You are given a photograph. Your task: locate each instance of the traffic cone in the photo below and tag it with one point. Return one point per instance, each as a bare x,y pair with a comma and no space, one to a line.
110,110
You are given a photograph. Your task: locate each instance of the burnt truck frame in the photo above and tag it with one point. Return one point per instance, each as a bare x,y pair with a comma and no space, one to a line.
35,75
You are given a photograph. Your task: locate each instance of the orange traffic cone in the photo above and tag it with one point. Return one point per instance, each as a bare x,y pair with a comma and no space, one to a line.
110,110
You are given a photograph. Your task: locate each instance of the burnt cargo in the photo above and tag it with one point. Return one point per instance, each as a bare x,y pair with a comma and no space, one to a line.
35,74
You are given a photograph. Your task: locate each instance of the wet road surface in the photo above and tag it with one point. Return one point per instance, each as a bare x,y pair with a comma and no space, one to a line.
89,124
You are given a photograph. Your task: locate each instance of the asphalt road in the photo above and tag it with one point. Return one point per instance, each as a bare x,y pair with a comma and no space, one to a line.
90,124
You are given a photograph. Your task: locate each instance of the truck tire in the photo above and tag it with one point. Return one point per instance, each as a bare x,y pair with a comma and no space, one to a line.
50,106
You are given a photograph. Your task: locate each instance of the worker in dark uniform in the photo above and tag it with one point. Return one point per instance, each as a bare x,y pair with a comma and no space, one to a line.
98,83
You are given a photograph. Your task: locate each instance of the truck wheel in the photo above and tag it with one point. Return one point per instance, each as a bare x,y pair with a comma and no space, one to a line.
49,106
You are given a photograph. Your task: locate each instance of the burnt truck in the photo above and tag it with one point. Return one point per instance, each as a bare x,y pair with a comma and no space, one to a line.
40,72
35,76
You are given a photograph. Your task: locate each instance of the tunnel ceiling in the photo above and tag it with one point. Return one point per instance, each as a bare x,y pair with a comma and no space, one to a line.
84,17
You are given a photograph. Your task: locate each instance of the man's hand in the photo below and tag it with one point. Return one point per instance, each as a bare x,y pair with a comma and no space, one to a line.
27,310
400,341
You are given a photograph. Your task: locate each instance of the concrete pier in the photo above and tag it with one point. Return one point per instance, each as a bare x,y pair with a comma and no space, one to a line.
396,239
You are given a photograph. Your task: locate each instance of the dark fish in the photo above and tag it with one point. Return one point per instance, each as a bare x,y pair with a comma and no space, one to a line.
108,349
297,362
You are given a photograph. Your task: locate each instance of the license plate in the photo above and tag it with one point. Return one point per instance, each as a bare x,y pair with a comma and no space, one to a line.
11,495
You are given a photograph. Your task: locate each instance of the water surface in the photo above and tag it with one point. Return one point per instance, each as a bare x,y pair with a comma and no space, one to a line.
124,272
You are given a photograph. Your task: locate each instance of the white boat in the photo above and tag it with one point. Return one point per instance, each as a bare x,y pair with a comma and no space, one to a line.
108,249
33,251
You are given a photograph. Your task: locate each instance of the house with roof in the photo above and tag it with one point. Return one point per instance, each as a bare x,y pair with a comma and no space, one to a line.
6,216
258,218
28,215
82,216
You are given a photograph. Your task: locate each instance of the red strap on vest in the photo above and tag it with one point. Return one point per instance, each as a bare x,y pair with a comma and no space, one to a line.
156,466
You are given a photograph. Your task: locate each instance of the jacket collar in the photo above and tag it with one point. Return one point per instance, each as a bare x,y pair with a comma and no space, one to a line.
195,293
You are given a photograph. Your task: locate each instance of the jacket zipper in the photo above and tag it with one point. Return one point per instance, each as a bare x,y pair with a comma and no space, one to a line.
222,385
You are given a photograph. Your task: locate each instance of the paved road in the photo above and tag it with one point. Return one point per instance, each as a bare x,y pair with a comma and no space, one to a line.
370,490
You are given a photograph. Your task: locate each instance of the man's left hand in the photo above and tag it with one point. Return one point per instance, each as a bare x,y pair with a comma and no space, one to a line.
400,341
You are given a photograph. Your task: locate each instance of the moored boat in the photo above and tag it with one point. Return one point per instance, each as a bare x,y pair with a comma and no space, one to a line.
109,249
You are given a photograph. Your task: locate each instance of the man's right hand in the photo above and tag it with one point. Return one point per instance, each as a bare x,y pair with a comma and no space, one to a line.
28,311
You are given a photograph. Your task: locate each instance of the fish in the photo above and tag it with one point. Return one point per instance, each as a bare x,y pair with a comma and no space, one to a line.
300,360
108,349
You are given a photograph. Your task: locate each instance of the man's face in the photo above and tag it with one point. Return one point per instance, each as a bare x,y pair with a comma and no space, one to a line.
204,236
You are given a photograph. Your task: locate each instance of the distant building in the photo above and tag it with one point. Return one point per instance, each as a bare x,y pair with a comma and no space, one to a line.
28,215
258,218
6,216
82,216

• [Written instruction]
Convert every line of the material above into a JSON list of strings, one string per line, leaving out any blank lines.

• [Answer to the task]
[
  "You are given a photograph. Your task: locate each instance of the traffic cone in the photo below and tag it with one point. Return one point per instance, each as a bare x,y pair with a comma and no space, one to a line.",
  "110,110",
  "You are given a photograph. Your task: locate each instance of the burnt truck frame in the photo above and tag it with one point. Return one point per instance, each as a bare x,y pair with a comma and no space, one to a line.",
  "35,75",
  "You are given a photograph. Your task: locate each instance of the orange traffic cone in the photo above and tag it with one point. Return one point per instance, each as a bare x,y pair with a comma and no space, one to a line.",
  "110,110",
  "You are given a photograph. Your task: locate each instance of the burnt cargo in the photo above and tag it with one point. Return one point per instance, each as a bare x,y pair with a comma and no space, one to a line.",
  "35,74",
  "You are given a photograph. Your task: locate each instance of the wet road surface in the photo above and tag it with one point. Return one point per instance, each as a bare x,y pair with a comma and no space, one to a line.",
  "89,124",
  "You are given a photograph. Your task: locate each instance of the asphalt road in the photo above and tag it with one point. Return one point per instance, each as a bare x,y pair with a comma and no space, one to a line.",
  "90,124",
  "You are given a photograph. Your task: locate each instance of the truck tire in the photo above and tag it with one point. Return one point per instance, each as a bare x,y pair with a comma and no space, one to a line.",
  "50,106",
  "You are given a photograph. Your task: locate each instance of the worker in dark uniform in the photo above and tag it with one point. Return one point per instance, each as a bare x,y pair with a comma and no space, one to a line.",
  "98,83",
  "You are given a photograph. Your task: locate each instance of the truck wheel in the photo above and tag it with one point. Return one point per instance, each as a bare x,y pair with a comma and no space, one to a line.",
  "49,106",
  "You are given a photograph. Your task: locate each instance of the burnt truck in the photo above and tag it with one point. Return one point per instance, each as a bare x,y pair with a comma and no space, one to a line.",
  "40,72",
  "35,76",
  "You are given a photograph. Your task: locate each instance of the tunnel ceiling in the photo above and tag it with one point. Return one point per instance, each as a bare x,y pair with a comma and no space, one to a line.",
  "84,17",
  "You are given a photograph. Your task: locate each instance of the man's hand in the photo below and tag it with one point. Return one point per instance, each as a bare x,y pair with a comma and no space, one to a line.",
  "27,310",
  "400,341",
  "You are given a photograph. Your task: locate each instance of the concrete pier in the photo above and tag it with one point. Return one point per instance, each as a bare x,y pair with a comma and no space, one to a line.",
  "396,239",
  "You are given a photograph. Your task: locate each instance of the dark fish in the photo above and tag it with one point. Return one point per instance, each as a bare x,y pair with a comma and no space, one to a line.",
  "108,349",
  "297,362",
  "You are given a photograph. Your task: locate each instance of the license plate in the photo above and tag it with one point. Return one point per instance, each as a bare x,y pair with a comma and no space, one to a line.",
  "11,495",
  "You are given a photograph. Your task: locate each instance of the water surface in the photo above and tag it with one point. Return one point per instance, each as a bare x,y pair with a comma and no space, one to a line.",
  "124,272",
  "You are given a photograph. Your task: locate each instance of the white boat in the photo above and tag it with one point. Return one point per instance, each as a bare x,y pair with a comma and no space, one to a line.",
  "108,249",
  "33,251",
  "You are given a photograph. Your task: locate each instance of the house with roof in the photo above and tag it with one point. Return one point per instance, each as a bare x,y pair with a comma and no space, one to a line.",
  "6,216",
  "258,218",
  "28,215",
  "82,216",
  "You are given a photograph. Your task: locate each instance of the red strap on vest in the photo above and tag it with one point. Return one point per instance, each as a bare x,y pair with a comma and no space, one to a line.",
  "156,466",
  "You are given a photograph. Your task: locate each instance of the jacket collar in the photo above and tag it with one point. Return one point per instance, each as a bare x,y pair with a comma and no space, one to a line.",
  "195,293",
  "You are given a photograph. Your task: locate each instance of the jacket zipper in the photo above and tag it with one point. Return one point per instance, each as a bare x,y pair with a comma and no space, one to a line.",
  "222,385",
  "You are given a photograph. Your task: locate each instance of the paved road in the photo above and tag it with one point. Return one point per instance, each as a bare x,y pair with a comma and no space, one to a line.",
  "370,490",
  "You are given a photograph. Your task: locate each instance of the man's left hand in the photo above and tag it with one point. Return one point per instance, each as a bare x,y pair with a comma and no space, one to a line.",
  "400,341",
  "You are given a photograph. Your task: locate each instance of the moored boat in the photo above and tag it with one point. Return one point per instance, each as a bare x,y pair with a comma and no space, one to a line.",
  "109,249",
  "You are given a photograph. Your task: locate each instance of the man's right hand in the photo above and tag it with one point. Return one point per instance, each as a bare x,y pair with a comma and no space, one to a line.",
  "28,311",
  "You are given a photograph. Your task: locate each instance of the fish in the photo above and tag it with one point. Return one point per instance, each as a bare x,y pair with a comma and no space, one to a line.",
  "300,360",
  "108,349",
  "You are given a photograph. Your task: locate each instance of the man's face in the photo above and tag it with one point. Return one point per instance, each as a bare x,y pair with a comma and no space, one to a line.",
  "204,236",
  "You are given a photograph. Your task: locate each instance of the distant building in the photo above and tag it with one point. Return one point per instance, each as a bare x,y pair with a comma and no space, one to a line.",
  "28,215",
  "258,218",
  "6,216",
  "82,216"
]